[Rows from a pointing dataset]
══════════
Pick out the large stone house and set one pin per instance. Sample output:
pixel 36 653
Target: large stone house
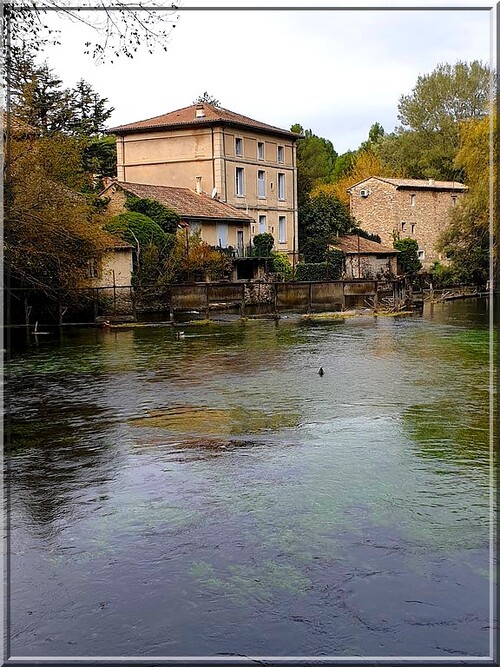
pixel 416 209
pixel 235 159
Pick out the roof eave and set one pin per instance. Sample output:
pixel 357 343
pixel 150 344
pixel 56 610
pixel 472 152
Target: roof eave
pixel 207 122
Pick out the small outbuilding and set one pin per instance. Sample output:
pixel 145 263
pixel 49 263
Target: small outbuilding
pixel 366 259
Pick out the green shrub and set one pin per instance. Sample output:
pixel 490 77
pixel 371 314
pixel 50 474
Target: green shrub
pixel 335 262
pixel 318 271
pixel 281 266
pixel 263 244
pixel 442 276
pixel 162 215
pixel 136 227
pixel 408 256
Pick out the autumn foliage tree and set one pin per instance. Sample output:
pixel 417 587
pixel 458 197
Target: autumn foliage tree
pixel 51 232
pixel 466 240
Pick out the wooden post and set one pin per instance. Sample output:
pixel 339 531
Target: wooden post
pixel 95 302
pixel 114 293
pixel 27 311
pixel 242 305
pixel 207 306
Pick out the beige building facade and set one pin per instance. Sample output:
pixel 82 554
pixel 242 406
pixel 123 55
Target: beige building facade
pixel 235 159
pixel 416 209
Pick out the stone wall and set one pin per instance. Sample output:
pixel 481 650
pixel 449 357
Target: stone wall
pixel 420 214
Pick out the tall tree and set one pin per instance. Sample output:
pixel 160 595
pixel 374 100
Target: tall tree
pixel 51 232
pixel 466 240
pixel 366 163
pixel 427 142
pixel 315 161
pixel 89 111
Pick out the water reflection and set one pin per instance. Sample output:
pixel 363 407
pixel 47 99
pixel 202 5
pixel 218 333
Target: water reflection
pixel 216 495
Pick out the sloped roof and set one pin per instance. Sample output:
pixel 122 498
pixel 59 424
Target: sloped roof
pixel 187 117
pixel 349 245
pixel 416 183
pixel 188 204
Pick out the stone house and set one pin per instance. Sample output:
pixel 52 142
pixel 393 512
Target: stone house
pixel 113 268
pixel 239 161
pixel 220 224
pixel 412 208
pixel 366 259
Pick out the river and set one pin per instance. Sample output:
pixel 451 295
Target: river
pixel 213 495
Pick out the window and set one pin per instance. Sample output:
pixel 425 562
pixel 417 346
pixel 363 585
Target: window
pixel 221 230
pixel 261 184
pixel 93 268
pixel 282 229
pixel 281 186
pixel 240 182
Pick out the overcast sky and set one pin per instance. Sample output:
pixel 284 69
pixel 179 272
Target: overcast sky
pixel 335 72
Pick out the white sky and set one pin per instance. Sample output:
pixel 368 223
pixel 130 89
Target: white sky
pixel 335 72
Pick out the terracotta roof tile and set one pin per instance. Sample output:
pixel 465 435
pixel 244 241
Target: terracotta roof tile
pixel 186 203
pixel 349 245
pixel 187 116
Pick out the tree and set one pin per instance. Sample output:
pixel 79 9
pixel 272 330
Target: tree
pixel 315 161
pixel 119 29
pixel 164 217
pixel 51 232
pixel 446 96
pixel 263 244
pixel 152 246
pixel 38 98
pixel 408 260
pixel 321 217
pixel 427 142
pixel 466 240
pixel 365 164
pixel 206 98
pixel 89 111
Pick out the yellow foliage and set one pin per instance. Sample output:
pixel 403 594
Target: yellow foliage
pixel 366 164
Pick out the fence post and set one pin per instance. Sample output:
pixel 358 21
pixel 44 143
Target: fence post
pixel 27 310
pixel 242 305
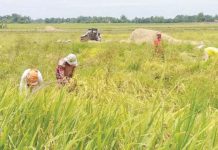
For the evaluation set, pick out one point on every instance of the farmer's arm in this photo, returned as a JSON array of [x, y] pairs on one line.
[[40, 78]]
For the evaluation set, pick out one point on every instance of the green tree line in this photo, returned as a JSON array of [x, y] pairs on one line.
[[16, 18]]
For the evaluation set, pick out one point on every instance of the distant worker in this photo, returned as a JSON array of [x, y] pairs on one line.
[[210, 52], [31, 79], [66, 68], [158, 45]]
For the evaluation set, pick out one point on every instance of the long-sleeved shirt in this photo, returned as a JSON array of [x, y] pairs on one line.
[[23, 81]]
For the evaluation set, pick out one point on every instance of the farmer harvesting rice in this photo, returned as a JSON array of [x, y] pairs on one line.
[[31, 79], [65, 69], [158, 45], [210, 52]]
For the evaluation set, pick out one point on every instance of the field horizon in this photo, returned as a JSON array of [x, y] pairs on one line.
[[125, 98]]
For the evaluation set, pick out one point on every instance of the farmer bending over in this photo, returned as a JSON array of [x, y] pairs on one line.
[[158, 45], [31, 79], [210, 52], [65, 69]]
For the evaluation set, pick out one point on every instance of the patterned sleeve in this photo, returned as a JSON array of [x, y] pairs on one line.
[[60, 72]]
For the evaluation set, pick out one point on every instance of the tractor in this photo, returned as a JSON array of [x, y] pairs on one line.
[[91, 34]]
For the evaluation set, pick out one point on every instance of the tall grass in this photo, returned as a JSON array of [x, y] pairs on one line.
[[124, 99]]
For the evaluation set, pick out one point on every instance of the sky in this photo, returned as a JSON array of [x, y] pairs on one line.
[[113, 8]]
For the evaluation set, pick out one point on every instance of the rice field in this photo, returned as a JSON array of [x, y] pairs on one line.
[[125, 98]]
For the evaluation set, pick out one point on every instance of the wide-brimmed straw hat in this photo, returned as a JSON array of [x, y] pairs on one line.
[[71, 59]]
══════════
> TASK INSTRUCTIONS:
Copy the listing above word for word, every line of it, but leave out the pictures.

> COMPLETED EXERCISE:
Pick out the large stone house and set one pin per instance. Sample output:
pixel 36 653
Target: large stone house
pixel 416 209
pixel 235 159
Pick out the roof eave and set one pin per instance. Sample output:
pixel 357 343
pixel 150 344
pixel 56 610
pixel 472 152
Target: roof eave
pixel 207 122
Pick out the small outbuilding and set one pin per instance. Sample output:
pixel 145 263
pixel 49 263
Target: small outbuilding
pixel 366 259
Pick out the green shrub and set one pin per instance. Sample output:
pixel 490 77
pixel 371 314
pixel 50 474
Target: green shrub
pixel 335 262
pixel 318 271
pixel 281 266
pixel 263 244
pixel 442 276
pixel 162 215
pixel 136 227
pixel 408 256
Pick out the autumn foliage tree and set one pin per instance. Sample output:
pixel 417 587
pixel 458 197
Target: autumn foliage tree
pixel 51 232
pixel 466 240
Pick out the wooden post and set one pin per instance. Sample output:
pixel 339 531
Target: wooden post
pixel 95 302
pixel 114 293
pixel 27 311
pixel 242 305
pixel 207 306
Pick out the beige building facade and set one pin per instance. Sample output:
pixel 82 554
pixel 242 406
pixel 123 55
Target: beige building facade
pixel 235 159
pixel 416 209
Pick out the stone wall and set one pin per instance. Sample output:
pixel 481 650
pixel 449 357
Target: stone wall
pixel 420 214
Pick out the tall tree and set one pin per instance. Sample output:
pixel 160 595
pixel 374 100
Target: tall tree
pixel 51 232
pixel 466 240
pixel 366 163
pixel 427 142
pixel 315 161
pixel 89 111
Pick out the water reflection and set one pin per instance. Sample output:
pixel 363 407
pixel 47 99
pixel 202 5
pixel 218 333
Target: water reflection
pixel 216 495
Pick out the sloped roof and set one pin per instance. Sample output:
pixel 122 498
pixel 59 424
Target: sloped roof
pixel 187 117
pixel 349 245
pixel 416 183
pixel 188 204
Pick out the stone house and set one pin per instance. Sample output:
pixel 52 142
pixel 393 512
Target: stone house
pixel 113 268
pixel 239 161
pixel 220 224
pixel 412 208
pixel 366 259
Pick out the river and set one pin per instance. Sample output:
pixel 451 295
Target: river
pixel 213 495
Pick out the window and set one pin per instance. Sample output:
pixel 425 562
pixel 417 346
pixel 363 585
Target: window
pixel 221 230
pixel 261 184
pixel 93 268
pixel 282 229
pixel 281 186
pixel 240 182
Pick out the overcast sky and set one pin per instance. Sample output:
pixel 284 69
pixel 179 272
Target: overcast sky
pixel 335 72
Pick out the white sky and set one pin per instance. Sample output:
pixel 368 223
pixel 130 89
Target: white sky
pixel 335 72
Pick out the terracotta roof tile and set one pin per instance. Sample output:
pixel 465 435
pixel 244 241
Target: terracotta roof tile
pixel 186 203
pixel 349 245
pixel 187 116
Pick out the tree and set one pin per instance. Sample output:
pixel 79 9
pixel 272 330
Target: tree
pixel 315 161
pixel 119 29
pixel 164 217
pixel 51 232
pixel 446 96
pixel 263 244
pixel 152 246
pixel 38 98
pixel 408 260
pixel 321 217
pixel 427 142
pixel 466 240
pixel 365 164
pixel 206 98
pixel 89 111
Pick out the yellow foliage and set one pin per instance. Sample output:
pixel 403 594
Target: yellow foliage
pixel 366 164
Pick out the fence post and set one pin per instance. Sample output:
pixel 358 21
pixel 44 143
Target: fence post
pixel 27 310
pixel 242 305
For the evaluation set, pick out one point on every instance of the farmer's arm in this photo, returned as a JSON array of [x, y] pairs on one line.
[[40, 78]]
For the evaluation set, pick out one point on every instance of the green tree line in this photo, returned as a JSON array of [x, y] pairs on one line.
[[16, 18]]
For the evaluation set, pick out one point on every instance of the distant worker in this photo, returned as a JSON array of [x, y] pairs on one line.
[[210, 52], [31, 79], [66, 68], [158, 45]]
For the evaluation set, pick out one point on every instance of the long-sleeved shirt in this photo, returned as a JSON array of [x, y] pairs on one line.
[[23, 81]]
For the evaluation set, pick out one point on every instance of the farmer harvesting rice in this photo, returned as a JSON array of [x, y] pairs on one line.
[[31, 79], [65, 69], [158, 45], [210, 52]]
For the evaluation set, pick out one point on every instance of the field horizon in this photo, returned as a JSON array of [x, y] pairs on one line.
[[125, 98]]
For the evaluation set, pick out one point on every instance of the farmer bending over in this photo, returned as a JSON array of [x, y] pairs on one line.
[[158, 45], [31, 79], [210, 52], [65, 69]]
For the evaluation set, pick out one point on every instance of the patterned sleeve in this photo, returned as a JSON array of [x, y] pairs on one line.
[[60, 72]]
For the evaluation set, pick out one point on every instance of the tractor in this photo, returned as a JSON array of [x, y] pairs on one line.
[[91, 34]]
For the evaluation set, pick out one point on every instance of the tall grass in this photo, returned as a JSON array of [x, y] pairs on one line.
[[124, 99]]
For the evaluation set, pick out one point on every instance of the sky in this photo, returned as a JSON array of [x, y] pairs on one line.
[[113, 8]]
For the evaluation set, pick out one point on every instance of the rice field in this photo, returned as a JSON array of [x, y] pairs on one line.
[[125, 98]]
For the evaluation set, pick out one point on every instance of the wide-brimmed straw hat in this photo, returned as a JSON array of [x, y] pairs on one line.
[[71, 59]]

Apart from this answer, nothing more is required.